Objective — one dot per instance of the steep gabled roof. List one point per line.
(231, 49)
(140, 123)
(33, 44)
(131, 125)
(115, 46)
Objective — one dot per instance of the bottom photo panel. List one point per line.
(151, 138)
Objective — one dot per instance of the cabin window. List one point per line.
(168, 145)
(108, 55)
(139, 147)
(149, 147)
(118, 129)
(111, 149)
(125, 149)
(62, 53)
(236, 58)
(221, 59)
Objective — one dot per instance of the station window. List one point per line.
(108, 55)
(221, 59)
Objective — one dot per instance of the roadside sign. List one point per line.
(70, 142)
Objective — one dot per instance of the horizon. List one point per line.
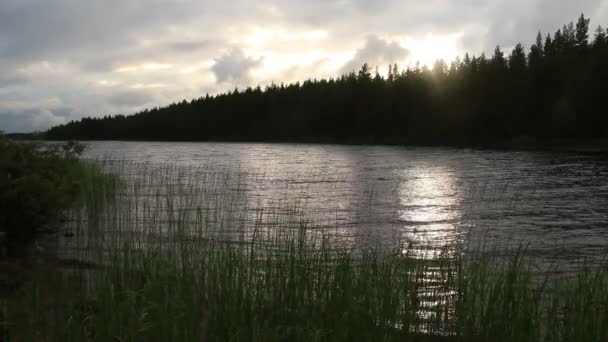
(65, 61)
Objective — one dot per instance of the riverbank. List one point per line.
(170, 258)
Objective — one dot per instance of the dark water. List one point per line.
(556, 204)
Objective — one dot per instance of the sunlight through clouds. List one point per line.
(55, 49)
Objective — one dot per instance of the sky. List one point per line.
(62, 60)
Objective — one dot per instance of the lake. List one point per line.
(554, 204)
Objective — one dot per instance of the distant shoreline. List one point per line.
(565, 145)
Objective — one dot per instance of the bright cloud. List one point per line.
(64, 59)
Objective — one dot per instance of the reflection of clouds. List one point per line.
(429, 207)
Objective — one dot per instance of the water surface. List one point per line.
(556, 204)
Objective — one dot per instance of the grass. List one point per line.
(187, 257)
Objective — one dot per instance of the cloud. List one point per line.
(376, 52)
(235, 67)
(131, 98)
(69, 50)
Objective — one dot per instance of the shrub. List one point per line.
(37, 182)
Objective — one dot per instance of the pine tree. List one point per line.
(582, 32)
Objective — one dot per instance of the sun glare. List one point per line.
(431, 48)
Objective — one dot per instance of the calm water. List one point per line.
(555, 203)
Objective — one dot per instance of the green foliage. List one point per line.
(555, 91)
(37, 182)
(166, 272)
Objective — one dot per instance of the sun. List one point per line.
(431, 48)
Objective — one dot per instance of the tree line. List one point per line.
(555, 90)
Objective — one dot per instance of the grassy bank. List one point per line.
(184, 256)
◆ ◆ ◆ ◆
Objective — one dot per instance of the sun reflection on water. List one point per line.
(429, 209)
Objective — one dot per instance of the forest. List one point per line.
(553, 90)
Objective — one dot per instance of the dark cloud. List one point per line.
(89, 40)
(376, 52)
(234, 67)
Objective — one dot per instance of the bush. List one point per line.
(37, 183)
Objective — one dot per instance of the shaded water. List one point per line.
◆ ◆ ◆ ◆
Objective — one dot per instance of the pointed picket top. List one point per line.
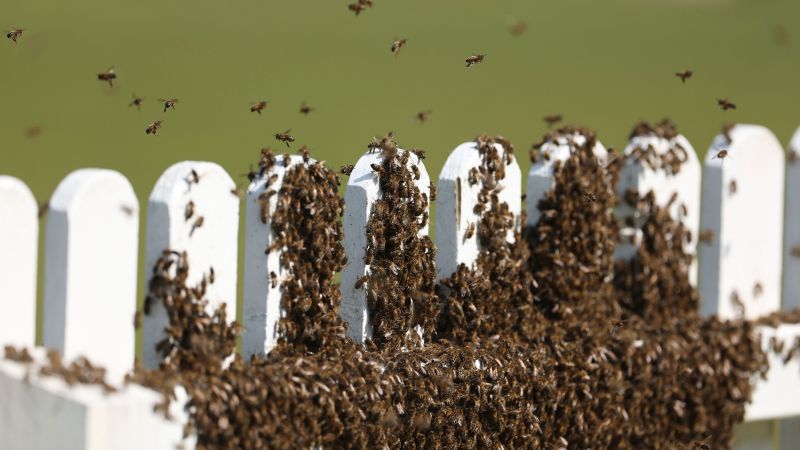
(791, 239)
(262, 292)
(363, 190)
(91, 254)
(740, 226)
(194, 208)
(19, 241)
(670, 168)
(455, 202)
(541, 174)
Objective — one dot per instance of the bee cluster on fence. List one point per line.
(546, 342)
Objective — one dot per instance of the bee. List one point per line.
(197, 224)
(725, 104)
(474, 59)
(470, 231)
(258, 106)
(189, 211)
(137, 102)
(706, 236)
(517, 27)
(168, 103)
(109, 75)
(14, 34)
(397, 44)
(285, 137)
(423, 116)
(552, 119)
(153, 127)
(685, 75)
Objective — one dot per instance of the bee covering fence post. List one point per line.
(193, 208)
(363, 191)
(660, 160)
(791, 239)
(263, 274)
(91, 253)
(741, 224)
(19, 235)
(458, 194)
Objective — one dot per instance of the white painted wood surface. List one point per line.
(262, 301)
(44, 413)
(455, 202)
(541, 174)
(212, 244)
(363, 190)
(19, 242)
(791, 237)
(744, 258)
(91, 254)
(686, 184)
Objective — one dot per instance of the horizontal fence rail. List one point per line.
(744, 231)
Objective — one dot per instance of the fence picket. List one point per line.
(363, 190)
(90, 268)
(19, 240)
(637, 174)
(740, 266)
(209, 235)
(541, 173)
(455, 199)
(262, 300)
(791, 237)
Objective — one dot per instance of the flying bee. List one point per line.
◆ ◆ ◆ ◆
* THE PROBLEM: Rewrite every line from the line with "Objective — one dot per instance of the sun reflection" through the line with "Objective — one dot per instance of the shaded", both included. Shift each coordinate in those lines by adding -58 to it, and leave all other text unchanged.

* RESULT:
Objective — one dot per instance of the sun reflection on water. List one point per line.
(371, 151)
Objective — one dot per instance of the forest. List one point per line.
(495, 32)
Objective — one dot per instance of the dark cloud. List one point per line.
(31, -18)
(318, -6)
(176, 9)
Objective — one dot per instance of the bush. List one point per line.
(-21, 125)
Objective — one dot per instance of the shaded water. List one point per line.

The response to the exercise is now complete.